(DATA SUPPLIED begins)
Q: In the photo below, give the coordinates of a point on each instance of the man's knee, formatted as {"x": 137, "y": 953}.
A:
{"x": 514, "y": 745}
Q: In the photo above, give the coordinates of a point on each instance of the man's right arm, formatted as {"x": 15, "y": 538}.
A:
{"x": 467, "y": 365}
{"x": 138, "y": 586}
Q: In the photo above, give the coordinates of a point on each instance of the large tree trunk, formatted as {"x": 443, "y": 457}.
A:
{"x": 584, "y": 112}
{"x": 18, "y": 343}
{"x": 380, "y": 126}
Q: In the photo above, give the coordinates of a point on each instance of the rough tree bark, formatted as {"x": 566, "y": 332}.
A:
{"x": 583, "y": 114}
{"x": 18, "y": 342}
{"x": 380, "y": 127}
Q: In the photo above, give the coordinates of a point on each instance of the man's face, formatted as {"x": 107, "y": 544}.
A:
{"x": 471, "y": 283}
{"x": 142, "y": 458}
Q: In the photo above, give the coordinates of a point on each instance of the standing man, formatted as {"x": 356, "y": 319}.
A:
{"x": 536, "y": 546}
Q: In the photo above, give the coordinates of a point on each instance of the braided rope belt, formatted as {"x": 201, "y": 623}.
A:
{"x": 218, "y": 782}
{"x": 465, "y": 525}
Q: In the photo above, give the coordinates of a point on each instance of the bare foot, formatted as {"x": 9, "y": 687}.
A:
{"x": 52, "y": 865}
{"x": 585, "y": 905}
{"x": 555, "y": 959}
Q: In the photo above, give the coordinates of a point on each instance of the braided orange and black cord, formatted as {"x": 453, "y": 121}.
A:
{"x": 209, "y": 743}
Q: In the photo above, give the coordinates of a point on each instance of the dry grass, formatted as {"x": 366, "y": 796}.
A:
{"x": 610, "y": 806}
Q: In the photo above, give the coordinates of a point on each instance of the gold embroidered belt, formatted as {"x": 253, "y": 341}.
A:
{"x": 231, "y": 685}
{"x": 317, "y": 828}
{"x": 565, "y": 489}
(DATA SUPPLIED ends)
:: REQUIRED WORK ::
Return the records exactly, character for character.

:: ANSWER BOX ::
Q: In the photo below, give the coordinates of a point on each instance of the man's knee, formatted as {"x": 137, "y": 953}.
A:
{"x": 514, "y": 745}
Q: In the photo above, give the coordinates of a point on each instance of the man's right arm, formatted as {"x": 15, "y": 538}.
A:
{"x": 467, "y": 365}
{"x": 138, "y": 586}
Q: In the photo above, give the coordinates of a point on each instance of the large tree trunk, formatted as {"x": 443, "y": 457}.
A:
{"x": 584, "y": 112}
{"x": 18, "y": 343}
{"x": 380, "y": 126}
Q: In the photo above, give the coordinates of a point on each instance of the rough tree bark, formatted as {"x": 566, "y": 332}.
A:
{"x": 583, "y": 114}
{"x": 18, "y": 342}
{"x": 380, "y": 127}
Q: In the photo above, give the coordinates of a point on each instance of the man's face, formatted as {"x": 107, "y": 544}.
A:
{"x": 471, "y": 283}
{"x": 142, "y": 458}
Q: In the photo above, give the coordinates of a point on each instance of the standing man, formatted as {"x": 356, "y": 319}.
A:
{"x": 536, "y": 546}
Q: In the photo above, give the coordinates of a point on each instance of the braided rope belt, formatted as {"x": 201, "y": 623}.
A:
{"x": 218, "y": 782}
{"x": 465, "y": 525}
Q: In the photo above, give the coordinates of a point on each instance of the bare foot, formatted as {"x": 9, "y": 687}.
A:
{"x": 52, "y": 865}
{"x": 585, "y": 905}
{"x": 555, "y": 959}
Q: In the photo above, give the coordinates of a point on each instance of the braided orange and black cord, formatted as {"x": 453, "y": 121}.
A:
{"x": 209, "y": 743}
Q: In the photo above, give the coordinates of a point on each instance of the dry grass, formatted as {"x": 366, "y": 796}.
A:
{"x": 610, "y": 806}
Q: In the photo above, give the coordinates of a point on each instance of the gold embroidered belt, formatted as {"x": 253, "y": 341}.
A:
{"x": 231, "y": 685}
{"x": 317, "y": 828}
{"x": 565, "y": 489}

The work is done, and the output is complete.